• [What to work on]: Return each line of the records that contains the word "blue". Case counts, so match only that capitalization.

• [Exercise inputs]:

───

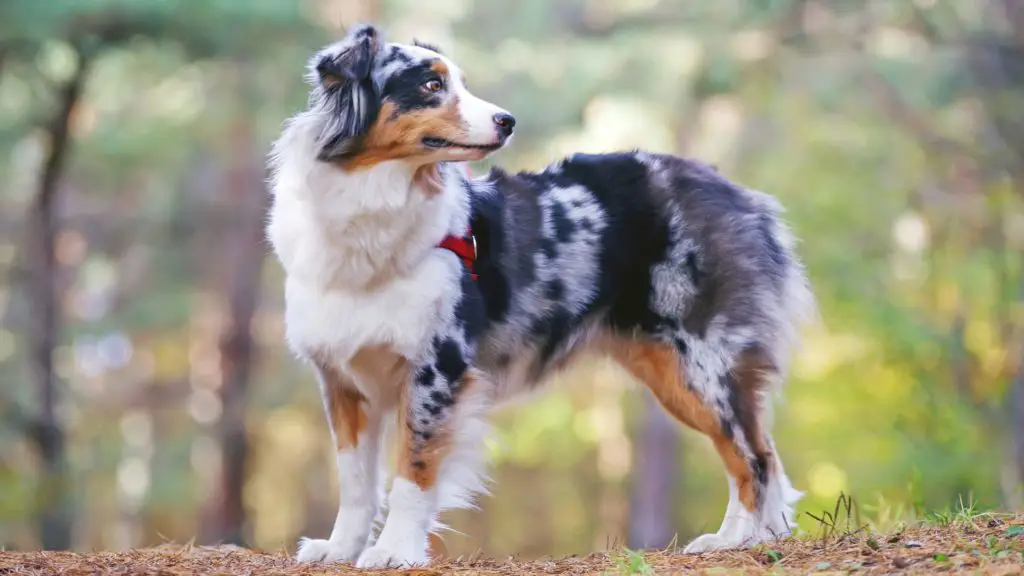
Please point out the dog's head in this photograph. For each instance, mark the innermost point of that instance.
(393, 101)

───

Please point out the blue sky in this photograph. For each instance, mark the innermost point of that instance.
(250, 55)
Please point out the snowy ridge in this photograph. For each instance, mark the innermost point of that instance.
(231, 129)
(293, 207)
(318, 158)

───

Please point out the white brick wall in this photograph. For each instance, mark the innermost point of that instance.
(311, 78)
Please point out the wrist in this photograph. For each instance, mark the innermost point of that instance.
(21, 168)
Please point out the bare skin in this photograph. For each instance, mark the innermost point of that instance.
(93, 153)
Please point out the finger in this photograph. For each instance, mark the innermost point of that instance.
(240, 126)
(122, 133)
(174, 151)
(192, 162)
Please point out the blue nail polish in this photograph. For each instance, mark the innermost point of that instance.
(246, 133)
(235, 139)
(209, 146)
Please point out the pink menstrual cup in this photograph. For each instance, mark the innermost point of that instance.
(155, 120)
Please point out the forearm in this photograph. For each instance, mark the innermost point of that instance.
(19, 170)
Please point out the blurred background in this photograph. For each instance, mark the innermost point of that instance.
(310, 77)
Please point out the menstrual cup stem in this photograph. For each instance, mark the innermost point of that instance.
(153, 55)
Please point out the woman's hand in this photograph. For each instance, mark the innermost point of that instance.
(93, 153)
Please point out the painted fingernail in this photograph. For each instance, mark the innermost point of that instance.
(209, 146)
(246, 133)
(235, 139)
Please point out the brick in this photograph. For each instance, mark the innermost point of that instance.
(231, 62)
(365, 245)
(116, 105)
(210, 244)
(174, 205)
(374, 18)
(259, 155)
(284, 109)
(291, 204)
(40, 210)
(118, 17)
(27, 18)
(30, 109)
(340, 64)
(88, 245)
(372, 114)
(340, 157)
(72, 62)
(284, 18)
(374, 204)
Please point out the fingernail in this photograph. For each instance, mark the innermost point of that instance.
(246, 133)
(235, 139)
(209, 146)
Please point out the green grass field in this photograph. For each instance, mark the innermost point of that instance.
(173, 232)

───

• [Response to this exercise]:
Please point out the blue sky in this photograph. For each instance, mark the innermost point of that instance.
Please point out the blue nail polish in this photograph. For each instance, mark the innermost point of that instance.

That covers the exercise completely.